Dataset entries.
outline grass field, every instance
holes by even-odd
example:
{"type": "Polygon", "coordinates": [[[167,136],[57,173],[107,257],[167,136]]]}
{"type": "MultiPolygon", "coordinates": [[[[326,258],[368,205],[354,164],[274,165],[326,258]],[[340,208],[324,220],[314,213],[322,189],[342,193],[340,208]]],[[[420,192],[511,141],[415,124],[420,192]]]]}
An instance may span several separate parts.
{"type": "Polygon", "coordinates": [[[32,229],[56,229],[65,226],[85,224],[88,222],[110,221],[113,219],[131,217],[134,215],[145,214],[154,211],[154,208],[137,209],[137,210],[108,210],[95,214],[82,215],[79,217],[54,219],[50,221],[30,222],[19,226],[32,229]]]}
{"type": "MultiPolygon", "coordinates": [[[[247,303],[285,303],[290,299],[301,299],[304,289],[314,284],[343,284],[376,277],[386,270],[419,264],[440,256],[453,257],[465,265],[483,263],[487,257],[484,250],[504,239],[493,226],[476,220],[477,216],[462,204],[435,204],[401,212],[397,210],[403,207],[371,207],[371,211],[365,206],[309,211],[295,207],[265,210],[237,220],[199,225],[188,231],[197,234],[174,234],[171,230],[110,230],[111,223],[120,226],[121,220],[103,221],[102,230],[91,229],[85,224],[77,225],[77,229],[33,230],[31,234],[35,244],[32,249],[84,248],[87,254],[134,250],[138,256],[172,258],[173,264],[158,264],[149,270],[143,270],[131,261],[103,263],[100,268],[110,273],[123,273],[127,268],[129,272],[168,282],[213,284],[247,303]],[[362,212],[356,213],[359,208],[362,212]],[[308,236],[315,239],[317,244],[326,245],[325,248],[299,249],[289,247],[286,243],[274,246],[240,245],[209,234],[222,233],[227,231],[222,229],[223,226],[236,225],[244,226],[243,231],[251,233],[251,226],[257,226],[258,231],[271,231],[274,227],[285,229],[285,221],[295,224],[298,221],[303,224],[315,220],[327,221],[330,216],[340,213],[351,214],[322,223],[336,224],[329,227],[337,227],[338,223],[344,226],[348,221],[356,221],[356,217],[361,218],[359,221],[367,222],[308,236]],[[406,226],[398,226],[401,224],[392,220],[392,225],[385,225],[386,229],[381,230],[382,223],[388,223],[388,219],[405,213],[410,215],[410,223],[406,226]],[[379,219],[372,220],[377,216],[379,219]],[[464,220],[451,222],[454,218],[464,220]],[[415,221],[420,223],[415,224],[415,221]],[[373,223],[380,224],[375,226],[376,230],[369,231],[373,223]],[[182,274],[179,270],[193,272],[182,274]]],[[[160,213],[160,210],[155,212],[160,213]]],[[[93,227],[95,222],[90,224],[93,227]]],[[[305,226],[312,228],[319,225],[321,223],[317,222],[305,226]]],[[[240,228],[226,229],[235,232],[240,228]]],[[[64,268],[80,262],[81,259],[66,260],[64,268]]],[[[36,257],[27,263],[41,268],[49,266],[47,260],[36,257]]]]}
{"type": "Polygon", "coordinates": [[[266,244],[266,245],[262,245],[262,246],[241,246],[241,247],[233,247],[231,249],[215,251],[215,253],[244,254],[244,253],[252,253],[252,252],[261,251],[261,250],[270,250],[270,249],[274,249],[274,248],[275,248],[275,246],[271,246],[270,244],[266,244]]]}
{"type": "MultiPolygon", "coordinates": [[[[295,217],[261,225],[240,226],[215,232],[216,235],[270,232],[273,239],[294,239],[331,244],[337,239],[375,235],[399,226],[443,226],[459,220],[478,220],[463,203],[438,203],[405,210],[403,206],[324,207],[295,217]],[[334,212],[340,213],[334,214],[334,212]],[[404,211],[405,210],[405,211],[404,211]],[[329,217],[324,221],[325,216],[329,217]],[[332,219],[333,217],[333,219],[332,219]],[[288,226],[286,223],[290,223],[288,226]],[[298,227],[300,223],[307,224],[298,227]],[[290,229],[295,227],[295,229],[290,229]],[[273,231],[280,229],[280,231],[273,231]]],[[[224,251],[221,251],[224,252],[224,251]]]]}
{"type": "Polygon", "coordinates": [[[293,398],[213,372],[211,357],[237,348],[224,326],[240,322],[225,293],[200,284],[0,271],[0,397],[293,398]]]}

What you have to do. From the first line to the last, return the data exactly as written.

Answer section.
outline grass field, every instance
holes by even-odd
example:
{"type": "Polygon", "coordinates": [[[167,136],[57,173],[107,257],[167,136]]]}
{"type": "MultiPolygon", "coordinates": [[[[326,258],[368,205],[354,164],[274,165],[326,258]],[[340,208],[324,220],[314,213],[322,189],[342,193],[340,208]]],[[[420,192],[511,141],[415,124],[420,192]]]]}
An instance may span several separate parts.
{"type": "Polygon", "coordinates": [[[32,229],[56,229],[65,226],[85,224],[88,222],[110,221],[113,219],[131,217],[134,215],[145,214],[154,211],[154,208],[137,209],[137,210],[108,210],[95,214],[82,215],[79,217],[54,219],[50,221],[30,222],[19,226],[32,229]]]}
{"type": "MultiPolygon", "coordinates": [[[[247,303],[285,303],[290,299],[301,299],[304,289],[314,284],[343,284],[376,277],[386,270],[419,264],[440,256],[453,257],[465,265],[483,263],[487,257],[484,250],[504,239],[493,226],[476,220],[477,216],[462,204],[435,204],[401,212],[397,210],[403,207],[371,207],[371,211],[365,206],[309,211],[295,207],[265,210],[237,220],[199,225],[188,231],[197,234],[174,234],[171,230],[110,230],[111,223],[120,226],[121,220],[103,221],[102,230],[91,229],[85,224],[77,225],[77,229],[33,230],[31,234],[35,244],[32,249],[84,248],[87,254],[134,250],[138,256],[172,258],[173,264],[158,264],[149,270],[143,270],[131,261],[103,263],[100,268],[110,273],[123,273],[127,268],[129,272],[168,282],[213,284],[247,303]],[[362,212],[356,213],[359,208],[362,212]],[[308,236],[315,239],[317,244],[326,245],[325,248],[299,249],[289,247],[286,243],[274,246],[240,245],[209,234],[222,233],[227,231],[222,229],[223,226],[236,225],[244,226],[243,231],[251,233],[251,226],[257,226],[258,231],[271,231],[274,227],[285,229],[285,221],[295,224],[298,221],[303,224],[315,220],[327,221],[330,216],[340,213],[351,214],[322,223],[336,224],[329,227],[337,227],[338,223],[344,226],[348,221],[356,221],[356,217],[361,218],[359,221],[367,222],[308,236]],[[406,226],[398,226],[401,224],[392,220],[392,225],[385,225],[386,229],[381,230],[382,223],[388,223],[388,219],[405,213],[410,215],[410,223],[406,226]],[[379,219],[372,220],[377,216],[379,219]],[[464,220],[451,222],[454,218],[464,220]],[[415,221],[420,223],[415,224],[415,221]],[[373,223],[380,224],[375,226],[376,230],[369,231],[373,223]],[[182,274],[179,270],[193,272],[182,274]]],[[[160,213],[160,210],[155,212],[160,213]]],[[[93,227],[95,222],[90,224],[93,227]]],[[[305,226],[312,228],[319,225],[321,223],[317,222],[305,226]]],[[[240,228],[226,229],[235,232],[240,228]]],[[[64,268],[80,262],[81,259],[66,260],[64,268]]],[[[36,257],[27,263],[41,268],[49,266],[47,260],[36,257]]]]}
{"type": "Polygon", "coordinates": [[[266,244],[266,245],[262,245],[262,246],[241,246],[241,247],[233,247],[231,249],[215,251],[215,253],[244,254],[244,253],[252,253],[252,252],[261,251],[261,250],[270,250],[270,249],[274,249],[274,248],[275,248],[275,246],[271,246],[270,244],[266,244]]]}
{"type": "MultiPolygon", "coordinates": [[[[295,217],[261,225],[240,226],[215,232],[216,235],[270,232],[273,239],[294,239],[331,244],[337,239],[375,235],[399,226],[443,226],[459,220],[478,220],[463,203],[438,203],[405,210],[403,206],[324,207],[295,217]],[[334,212],[340,213],[334,214],[334,212]],[[404,211],[405,210],[405,211],[404,211]],[[329,217],[324,221],[325,216],[329,217]],[[332,219],[333,217],[333,219],[332,219]],[[288,226],[286,223],[290,223],[288,226]],[[298,227],[300,223],[307,224],[298,227]],[[290,229],[295,227],[295,229],[290,229]],[[273,231],[280,229],[280,231],[273,231]]],[[[224,251],[221,251],[224,252],[224,251]]]]}
{"type": "Polygon", "coordinates": [[[293,398],[213,372],[211,357],[237,348],[224,326],[240,322],[225,293],[200,284],[0,271],[0,397],[293,398]]]}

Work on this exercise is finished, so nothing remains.